### Exercise requirements:
In the records below, begin at the line containing "Target: air conditioning unit" and end at the line containing "Objective: locate each instance of the red brick"; quote every line in that span exactly, including both boundary lines, and no others.

══ Supplied material ══

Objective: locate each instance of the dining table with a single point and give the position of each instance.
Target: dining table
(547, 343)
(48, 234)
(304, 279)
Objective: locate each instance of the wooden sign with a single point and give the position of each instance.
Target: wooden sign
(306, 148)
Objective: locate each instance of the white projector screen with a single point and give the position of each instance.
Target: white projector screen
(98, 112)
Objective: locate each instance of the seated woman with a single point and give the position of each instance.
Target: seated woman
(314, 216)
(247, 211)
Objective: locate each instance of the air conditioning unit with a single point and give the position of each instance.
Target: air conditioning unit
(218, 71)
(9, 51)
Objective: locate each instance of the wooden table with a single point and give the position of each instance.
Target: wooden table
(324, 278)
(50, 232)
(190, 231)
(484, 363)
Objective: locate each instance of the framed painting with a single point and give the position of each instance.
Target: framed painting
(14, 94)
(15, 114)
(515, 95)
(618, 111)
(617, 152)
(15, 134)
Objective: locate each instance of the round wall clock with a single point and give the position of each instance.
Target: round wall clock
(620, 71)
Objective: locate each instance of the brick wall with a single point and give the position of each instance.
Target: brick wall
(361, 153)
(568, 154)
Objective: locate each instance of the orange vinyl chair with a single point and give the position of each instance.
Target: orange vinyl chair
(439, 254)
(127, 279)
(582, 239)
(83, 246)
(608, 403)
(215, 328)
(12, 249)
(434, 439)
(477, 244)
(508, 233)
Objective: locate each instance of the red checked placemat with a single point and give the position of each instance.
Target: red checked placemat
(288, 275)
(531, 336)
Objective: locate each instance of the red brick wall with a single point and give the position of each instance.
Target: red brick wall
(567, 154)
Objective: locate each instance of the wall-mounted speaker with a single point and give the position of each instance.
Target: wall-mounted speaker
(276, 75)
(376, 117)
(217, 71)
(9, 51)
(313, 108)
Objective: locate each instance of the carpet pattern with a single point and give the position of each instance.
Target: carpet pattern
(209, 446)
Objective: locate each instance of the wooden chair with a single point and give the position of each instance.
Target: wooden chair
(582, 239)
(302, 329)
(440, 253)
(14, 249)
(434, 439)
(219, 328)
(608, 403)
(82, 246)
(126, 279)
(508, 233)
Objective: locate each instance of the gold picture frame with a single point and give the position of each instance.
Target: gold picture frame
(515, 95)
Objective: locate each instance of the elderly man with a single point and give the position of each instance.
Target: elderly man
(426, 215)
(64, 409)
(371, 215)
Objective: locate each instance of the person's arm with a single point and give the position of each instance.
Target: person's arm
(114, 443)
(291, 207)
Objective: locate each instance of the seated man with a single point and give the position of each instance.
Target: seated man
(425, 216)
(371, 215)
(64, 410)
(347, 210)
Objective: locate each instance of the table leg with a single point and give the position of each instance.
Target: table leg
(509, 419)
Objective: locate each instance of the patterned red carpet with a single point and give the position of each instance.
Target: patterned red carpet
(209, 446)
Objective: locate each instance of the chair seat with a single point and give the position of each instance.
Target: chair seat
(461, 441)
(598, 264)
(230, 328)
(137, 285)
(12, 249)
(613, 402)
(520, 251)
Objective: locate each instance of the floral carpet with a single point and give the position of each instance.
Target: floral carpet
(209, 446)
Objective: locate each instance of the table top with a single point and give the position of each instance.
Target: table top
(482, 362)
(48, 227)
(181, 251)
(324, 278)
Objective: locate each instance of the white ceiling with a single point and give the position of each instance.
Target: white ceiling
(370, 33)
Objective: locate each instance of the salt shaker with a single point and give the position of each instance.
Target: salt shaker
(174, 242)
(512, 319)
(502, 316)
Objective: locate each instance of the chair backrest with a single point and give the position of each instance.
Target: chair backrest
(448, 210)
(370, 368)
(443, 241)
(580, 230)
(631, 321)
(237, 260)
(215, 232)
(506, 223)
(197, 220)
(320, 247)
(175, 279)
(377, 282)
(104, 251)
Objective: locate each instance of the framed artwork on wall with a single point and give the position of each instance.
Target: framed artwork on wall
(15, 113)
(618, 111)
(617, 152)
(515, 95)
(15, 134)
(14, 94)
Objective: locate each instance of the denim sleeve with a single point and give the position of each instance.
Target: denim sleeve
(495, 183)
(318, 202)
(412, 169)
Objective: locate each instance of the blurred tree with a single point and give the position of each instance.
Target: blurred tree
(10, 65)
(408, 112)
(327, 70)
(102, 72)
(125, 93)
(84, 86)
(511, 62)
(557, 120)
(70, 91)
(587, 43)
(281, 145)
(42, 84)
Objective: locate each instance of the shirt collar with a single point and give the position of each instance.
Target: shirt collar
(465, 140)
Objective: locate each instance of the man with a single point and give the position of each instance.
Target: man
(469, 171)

═══

### Answer for this exercise:
Target: air conditioning unit
(218, 71)
(9, 51)
Objective: locate each instance of the wooden table with a single point and give the position of each instance.
Target: wooden table
(324, 278)
(50, 232)
(190, 231)
(484, 363)
Objective: locate each instance of the framed painting with a single point and give the position of each instance.
Target: framed painting
(14, 94)
(15, 114)
(515, 95)
(618, 111)
(617, 152)
(15, 134)
Objective: locate each instance of the round wall clock with a single point and give the position of each instance.
Target: round wall clock
(620, 71)
Objective: locate each instance of the brick wall with a single point and give the position of each instance.
Target: brick wall
(361, 153)
(568, 154)
Objective: locate each instance of the orange vinyl chair with a single point and give the position of each instance.
Target: orange vinyl chair
(439, 254)
(127, 279)
(582, 239)
(83, 246)
(608, 403)
(215, 328)
(12, 249)
(434, 439)
(477, 244)
(508, 233)
Objective: locate each instance of the red checked placemat with a single point and give the position of each instance.
Target: red checked placemat
(288, 275)
(531, 336)
Objective: locate each instance of the red brick wall with a single point and give the position of each instance.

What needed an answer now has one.